WORK TO BE COMPLETED
Restate word for word the lines of the entries below, starting with the line that holds "mark the head | one pin per instance." and ending with the line that holds "mark the overcast sky | one pin per instance.", and no others.

RECORDS PROVIDED
□ □ □ □
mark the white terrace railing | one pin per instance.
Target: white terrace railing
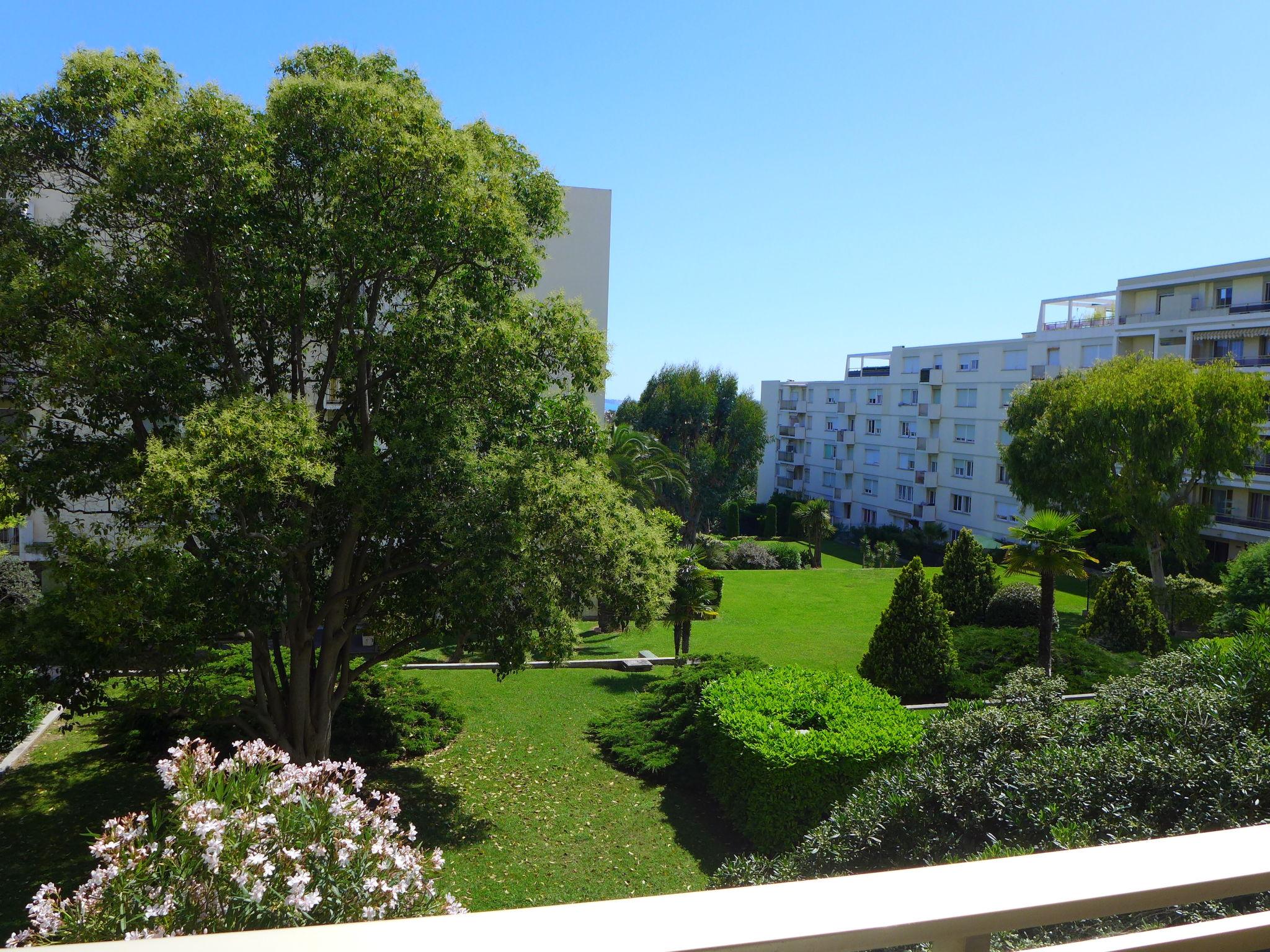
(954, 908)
□ □ □ □
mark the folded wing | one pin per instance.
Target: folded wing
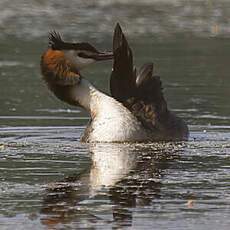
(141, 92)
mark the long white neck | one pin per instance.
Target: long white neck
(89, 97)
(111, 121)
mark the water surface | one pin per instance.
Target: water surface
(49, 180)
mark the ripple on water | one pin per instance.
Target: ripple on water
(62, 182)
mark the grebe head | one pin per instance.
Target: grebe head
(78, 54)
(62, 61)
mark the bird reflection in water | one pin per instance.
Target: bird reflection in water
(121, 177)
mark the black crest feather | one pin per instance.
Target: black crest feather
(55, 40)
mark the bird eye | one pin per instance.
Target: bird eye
□ □ □ □
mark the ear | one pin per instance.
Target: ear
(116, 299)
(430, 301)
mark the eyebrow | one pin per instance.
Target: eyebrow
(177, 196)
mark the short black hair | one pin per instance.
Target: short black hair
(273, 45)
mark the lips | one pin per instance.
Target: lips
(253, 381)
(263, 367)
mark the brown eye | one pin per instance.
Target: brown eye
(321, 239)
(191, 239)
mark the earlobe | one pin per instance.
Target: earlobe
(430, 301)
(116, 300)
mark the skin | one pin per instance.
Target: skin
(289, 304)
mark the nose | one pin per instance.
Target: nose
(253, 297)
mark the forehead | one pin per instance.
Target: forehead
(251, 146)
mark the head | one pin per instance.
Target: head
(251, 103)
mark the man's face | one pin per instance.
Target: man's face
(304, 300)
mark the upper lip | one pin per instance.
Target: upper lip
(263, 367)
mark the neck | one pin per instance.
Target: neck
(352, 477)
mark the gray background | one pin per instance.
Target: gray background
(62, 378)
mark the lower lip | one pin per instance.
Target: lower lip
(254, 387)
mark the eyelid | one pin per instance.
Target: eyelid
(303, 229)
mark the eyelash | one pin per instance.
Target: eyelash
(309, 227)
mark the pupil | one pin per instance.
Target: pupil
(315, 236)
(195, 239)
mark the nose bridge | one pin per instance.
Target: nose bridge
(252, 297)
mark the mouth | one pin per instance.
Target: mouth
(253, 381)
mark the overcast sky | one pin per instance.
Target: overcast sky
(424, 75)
□ □ □ □
EXERCISE RESPONSE
mark the head | one pin per instance.
Target: head
(251, 103)
mark the man's face | one pin per instance.
Target: man's face
(304, 300)
mark the upper lip | one pin per instance.
Target: upper lip
(263, 367)
mark the neck | one pin per instance.
Target: neck
(352, 477)
mark the gray background | one pin per instance.
Target: gray background
(62, 378)
mark the lower lip | one pin per instance.
Target: lower lip
(254, 387)
mark the eyelid | one pin per instance.
Target: eyelid
(303, 229)
mark the eyelash | one pin per instance.
Target: eyelash
(309, 227)
mark the pupil | one pin per instance.
Target: pupil
(315, 236)
(195, 239)
mark the nose bridge | one pin per instance.
Target: nose bridge
(252, 297)
mark the mouth | one pin per instance.
Target: mouth
(253, 381)
mark the overcast sky | one pin per instance.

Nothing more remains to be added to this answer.